[Dataset excerpts on pointing at objects]
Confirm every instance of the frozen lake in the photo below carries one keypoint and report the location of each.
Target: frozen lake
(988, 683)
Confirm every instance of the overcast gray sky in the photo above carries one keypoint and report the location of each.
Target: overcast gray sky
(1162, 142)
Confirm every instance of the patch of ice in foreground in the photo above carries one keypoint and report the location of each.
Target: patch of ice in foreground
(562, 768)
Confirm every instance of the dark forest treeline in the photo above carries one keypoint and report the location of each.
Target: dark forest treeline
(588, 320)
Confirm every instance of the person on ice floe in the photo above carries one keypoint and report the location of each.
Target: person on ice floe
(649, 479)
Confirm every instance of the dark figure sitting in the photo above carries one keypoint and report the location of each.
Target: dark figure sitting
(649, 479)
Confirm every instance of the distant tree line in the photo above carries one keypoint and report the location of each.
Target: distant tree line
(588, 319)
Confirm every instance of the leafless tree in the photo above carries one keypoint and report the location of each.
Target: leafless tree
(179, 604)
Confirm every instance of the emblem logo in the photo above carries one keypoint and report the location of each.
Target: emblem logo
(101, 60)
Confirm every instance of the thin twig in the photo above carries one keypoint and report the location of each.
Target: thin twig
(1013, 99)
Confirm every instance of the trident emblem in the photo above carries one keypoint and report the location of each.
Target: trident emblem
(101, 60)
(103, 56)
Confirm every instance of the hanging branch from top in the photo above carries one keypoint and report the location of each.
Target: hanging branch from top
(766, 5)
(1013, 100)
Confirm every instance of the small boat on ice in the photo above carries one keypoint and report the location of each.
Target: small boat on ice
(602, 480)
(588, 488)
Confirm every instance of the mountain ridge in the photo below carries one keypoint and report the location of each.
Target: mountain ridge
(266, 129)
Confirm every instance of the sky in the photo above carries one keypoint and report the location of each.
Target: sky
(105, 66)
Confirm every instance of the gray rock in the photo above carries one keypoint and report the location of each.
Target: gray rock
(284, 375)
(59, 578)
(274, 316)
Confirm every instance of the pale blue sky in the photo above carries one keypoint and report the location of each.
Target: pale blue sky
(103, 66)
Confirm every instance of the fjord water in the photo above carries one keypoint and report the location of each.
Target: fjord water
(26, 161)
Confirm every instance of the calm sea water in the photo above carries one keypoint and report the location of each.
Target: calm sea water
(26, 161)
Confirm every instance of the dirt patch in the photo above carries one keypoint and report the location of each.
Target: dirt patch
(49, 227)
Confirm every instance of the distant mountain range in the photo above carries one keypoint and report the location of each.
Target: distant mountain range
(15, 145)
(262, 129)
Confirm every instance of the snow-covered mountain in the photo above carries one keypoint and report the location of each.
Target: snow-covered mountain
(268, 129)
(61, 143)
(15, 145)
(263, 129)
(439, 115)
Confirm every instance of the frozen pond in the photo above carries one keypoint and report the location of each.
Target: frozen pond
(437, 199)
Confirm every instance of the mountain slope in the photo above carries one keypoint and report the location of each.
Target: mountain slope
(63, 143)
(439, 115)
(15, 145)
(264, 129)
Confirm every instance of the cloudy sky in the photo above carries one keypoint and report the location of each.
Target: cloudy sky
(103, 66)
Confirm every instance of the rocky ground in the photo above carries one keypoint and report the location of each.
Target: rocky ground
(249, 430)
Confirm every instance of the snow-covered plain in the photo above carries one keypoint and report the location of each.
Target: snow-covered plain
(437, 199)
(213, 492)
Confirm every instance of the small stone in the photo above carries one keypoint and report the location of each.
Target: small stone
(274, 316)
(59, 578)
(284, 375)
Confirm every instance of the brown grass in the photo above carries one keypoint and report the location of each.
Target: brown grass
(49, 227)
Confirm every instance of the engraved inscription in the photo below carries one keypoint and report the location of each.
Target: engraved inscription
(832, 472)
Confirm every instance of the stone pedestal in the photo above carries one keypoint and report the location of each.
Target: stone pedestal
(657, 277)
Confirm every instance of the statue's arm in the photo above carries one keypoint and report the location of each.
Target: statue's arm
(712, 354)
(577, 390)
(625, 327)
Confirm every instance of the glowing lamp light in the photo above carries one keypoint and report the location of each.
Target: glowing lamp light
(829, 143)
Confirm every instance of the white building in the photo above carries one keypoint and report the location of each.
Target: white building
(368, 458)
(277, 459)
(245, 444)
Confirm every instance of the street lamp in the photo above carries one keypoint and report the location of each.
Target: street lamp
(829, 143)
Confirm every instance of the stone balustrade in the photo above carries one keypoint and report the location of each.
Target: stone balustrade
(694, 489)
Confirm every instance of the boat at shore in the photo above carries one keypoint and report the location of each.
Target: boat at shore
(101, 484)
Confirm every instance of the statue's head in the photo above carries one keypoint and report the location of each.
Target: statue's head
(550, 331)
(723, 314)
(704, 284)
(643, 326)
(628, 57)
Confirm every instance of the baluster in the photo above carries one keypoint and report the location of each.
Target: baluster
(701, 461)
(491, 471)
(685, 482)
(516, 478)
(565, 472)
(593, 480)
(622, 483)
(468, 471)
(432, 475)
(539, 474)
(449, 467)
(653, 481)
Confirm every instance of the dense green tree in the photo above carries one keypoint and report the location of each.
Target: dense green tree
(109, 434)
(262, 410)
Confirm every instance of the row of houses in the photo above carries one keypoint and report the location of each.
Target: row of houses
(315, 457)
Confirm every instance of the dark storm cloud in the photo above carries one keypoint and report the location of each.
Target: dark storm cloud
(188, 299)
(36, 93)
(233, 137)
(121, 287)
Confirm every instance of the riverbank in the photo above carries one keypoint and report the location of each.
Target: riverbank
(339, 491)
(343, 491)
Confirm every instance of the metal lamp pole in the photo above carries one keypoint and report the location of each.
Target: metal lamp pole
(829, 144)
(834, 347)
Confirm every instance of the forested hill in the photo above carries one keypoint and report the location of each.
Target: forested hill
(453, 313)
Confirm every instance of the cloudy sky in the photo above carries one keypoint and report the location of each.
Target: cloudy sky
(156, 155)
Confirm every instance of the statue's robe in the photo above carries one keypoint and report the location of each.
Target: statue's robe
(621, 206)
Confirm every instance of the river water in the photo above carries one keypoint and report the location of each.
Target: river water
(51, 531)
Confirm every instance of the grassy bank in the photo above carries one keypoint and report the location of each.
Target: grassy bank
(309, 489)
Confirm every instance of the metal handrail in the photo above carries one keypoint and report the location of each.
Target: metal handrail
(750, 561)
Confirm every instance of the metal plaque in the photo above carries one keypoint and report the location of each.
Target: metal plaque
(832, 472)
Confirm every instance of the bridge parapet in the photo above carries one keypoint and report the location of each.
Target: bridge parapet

* [What is expected] Update the listing by changing "Target" to "Object" everywhere it occurs, keeping every other line the same.

* [Task result]
Confirm every instance of the frozen lake in the photo below carries one keypoint and report the location of each.
Object: frozen lake
(988, 683)
Confirm every instance of the overcast gray sky in the photo above carries one keypoint and report the location of each.
Object: overcast gray sky
(1162, 142)
Confirm every instance of the patch of ice in foreground in the photo above carries one keypoint and report the location of each.
Object: patch of ice in foreground
(562, 768)
Confirm every instance of the dark forest treeline in the photo above carries one keypoint and report the location of each.
Object: dark forest treeline
(588, 320)
Confirm every instance of the person on ice floe in the photo above carries one keypoint and report the location of each.
Object: person on ice floe
(649, 479)
Confirm every instance of the dark figure sitting in the photo above carries one keypoint and report the location of each.
Object: dark figure sitting
(649, 479)
Confirm every instance of the distant tree line in the photo above carries one keypoint and report the location of each.
Object: distant tree line
(588, 319)
Confirm every instance of the leafless tree in the photo above carries one keypoint and report the location of each.
Object: leafless tree
(179, 604)
Confirm every instance of the emblem logo in the photo above carries one keypoint and report the location of each.
Object: emblem logo
(101, 60)
Confirm every instance of the thin twig in the photo above carries one keypoint and report the location of each.
Object: thin twig
(1013, 99)
Confirm every instance of the trident emblem in the photo above carries one keypoint and report the location of each.
Object: trident emblem
(101, 60)
(103, 56)
Confirm every instance of the hanging branch from top in the photo above carries one keypoint and report the location of each.
Object: hanging branch from top
(766, 5)
(1013, 100)
Confirm every instance of the small boat on ice in the photo above carries one keypoint and report the location of each.
Object: small boat on ice
(602, 480)
(588, 488)
Confirm every instance of the mountain ridge in the photo below carries one keypoint and report the location of each.
Object: mountain ridge
(266, 129)
Confirm every instance of the sky in the photo above carries one keypoint and report the location of each.
Object: sky
(105, 66)
Confirm every instance of the gray rock in the photo above carries one keypoint and report the location of each.
Object: gray rock
(284, 375)
(59, 578)
(274, 316)
Confirm every instance of the pale blue sky in the photo above carries one keypoint and report the location of each.
Object: pale blue sky
(103, 66)
Confirm every instance of the fjord water in the photo above carries one keypoint and report the location of each.
Object: fjord water
(26, 161)
Confirm every instance of the calm sea water in the photo above carries one keypoint and report the location of each.
Object: calm sea water
(26, 161)
Confirm every instance of the dirt patch in the photo above carries one keypoint and report the location of each.
Object: dirt patch
(49, 227)
Confirm every instance of the distant mountain range in the photo above carries one keypoint and report the location of each.
Object: distant mountain range
(15, 145)
(262, 129)
Confirm every instance of the snow-covered mountain in the photo above carries one keypoint and report the location of each.
Object: snow-covered mountain
(268, 129)
(61, 143)
(15, 145)
(263, 129)
(439, 115)
Confirm every instance of the frozen pond in the photo above carries one keypoint and report the location of each.
Object: frozen pond
(437, 199)
Confirm every instance of the mountain slope in the photo above carries one keypoint and report the location of each.
Object: mountain slope
(63, 143)
(439, 115)
(15, 145)
(264, 129)
Confirm every instance of the cloudy sky in the photo above carries one keypoint and report the location of each.
Object: cloudy sky
(103, 66)
Confirm every instance of the rocky ground in the photo above carries one keypoint and report the location of each.
Object: rocky ground
(249, 430)
Confirm every instance of the snow-covered plain in the photo above carries one keypoint and report the location of each.
Object: snow-covered plain
(437, 199)
(213, 492)
Confirm every instance of the small stone in the photo above carries one keypoint and report the location of each.
Object: small stone
(274, 316)
(59, 578)
(284, 375)
Confirm every instance of the brown grass in the photo above carries one keypoint and report the location of each.
Object: brown grass
(49, 227)
Confirm every instance of the engraved inscription in the photo below carries one keypoint and report the location of each.
Object: engraved inscription
(832, 472)
Confirm every instance of the stone pedestal in the photo above carries one keypoint and report the location of each.
Object: stone pedestal
(657, 277)
Confirm every instance of the statue's arm in the photo above carries one keypoint and report the location of each.
Object: statue's arm
(712, 354)
(577, 390)
(625, 327)
Confirm every instance of the glowing lamp light in the photo above carries one keypoint and report the location of each.
Object: glowing lamp light
(829, 143)
Confirm every instance of the white building in the photo above carries one keypoint and report the location of each.
Object: white building
(368, 458)
(277, 459)
(245, 444)
Confirm every instance of the street lamp in the photo above carries one keypoint and report the location of each.
Object: street lamp
(829, 143)
Confirm every instance of the stone balustrade in the photo above carries one keypoint and report the location of each.
Object: stone balustrade
(694, 489)
Confirm every instance of the boat at shore in the photo above carries one keypoint and report the location of each.
Object: boat at shore
(101, 484)
Confirm every instance of the statue's head in the photo above carries one keypoint and report the location of each.
Object: statue's head
(550, 331)
(723, 314)
(704, 284)
(643, 326)
(628, 57)
Confirm every instance of the baluster in the photo above carries one keypoint and report the location of each.
Object: baluster
(701, 461)
(491, 471)
(685, 482)
(516, 478)
(565, 472)
(593, 480)
(622, 483)
(468, 471)
(432, 475)
(539, 474)
(449, 467)
(653, 481)
Confirm every instance of the dense green tree in the photo above carries one keypoint and report the location of each.
Object: dense green tree
(109, 434)
(262, 410)
Confirm every instance of the row of houses in the photo above carries one keypoint and report the location of each.
Object: row of houses
(315, 457)
Confirm every instance of the dark storm cloud in the photo above carries one keypoint and report the location of each.
Object: dark storm cloud
(188, 299)
(36, 93)
(233, 137)
(121, 287)
Confirm every instance of the riverbank in the photo above carries one keypoint and report the location of each.
Object: riverbank
(339, 491)
(343, 491)
Confirm every instance of the metal lamp pole in the photo above carries one keypoint and report the location of each.
Object: metal lamp pole
(829, 144)
(834, 347)
Confirm every instance of the forested hill in the photo above carries one keypoint and report the location of each.
Object: forested hill
(453, 313)
Confirm every instance of the cloudy sky in the photo above carries one keypoint and report the location of each.
Object: cloudy sky
(156, 155)
Confirm every instance of the statue's robe in the photo above carries one keypoint and report the location of each.
Object: statue's robe
(621, 206)
Confirm every instance of the river water in the photo above carries one keypoint and report the location of each.
Object: river water
(51, 531)
Confirm every instance of the grassy bank in the photo above carries one keypoint and report the location of each.
Object: grassy bank
(309, 489)
Confirm every instance of the metal handrail in the photo above carries one keypoint and report the location of each.
Object: metal handrail
(750, 561)
Confirm every instance of the metal plaque in the photo above carries one keypoint and report the location of each.
Object: metal plaque
(832, 472)
Confirm every instance of the bridge parapet in the photo above carries one keypoint and report the location of each.
Object: bridge parapet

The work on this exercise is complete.